[Natural-language object grounding data]
+ + +
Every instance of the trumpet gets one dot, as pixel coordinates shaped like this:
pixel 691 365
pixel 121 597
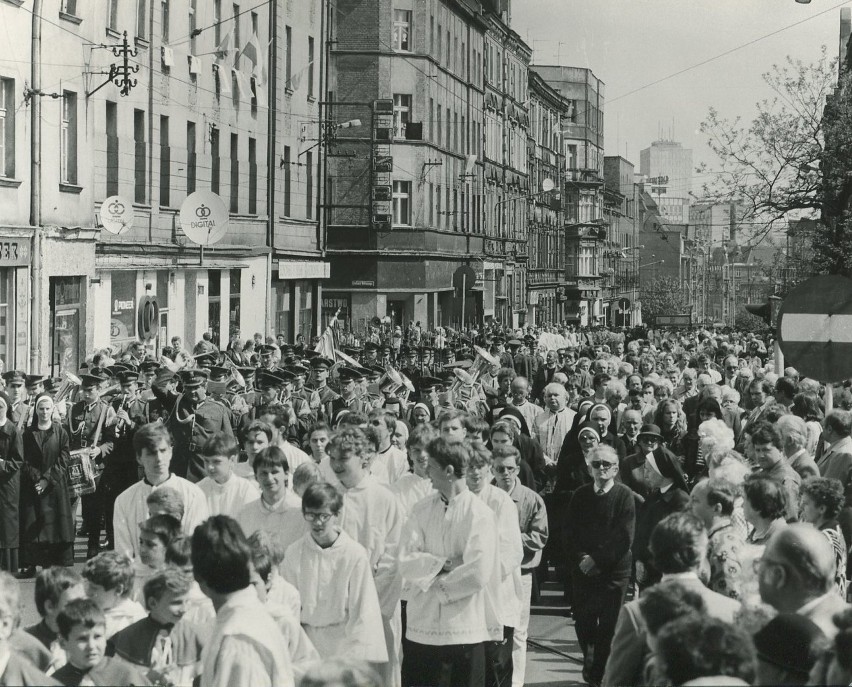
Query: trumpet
pixel 69 384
+ + +
# [WHAT YOU WILL DO]
Write out the data precisely as given, excluding the pictures.

# [RESPONSE]
Every instance of the trumpet gets one dot, as pixel coordinates shaped like this:
pixel 691 365
pixel 121 597
Query: trumpet
pixel 69 384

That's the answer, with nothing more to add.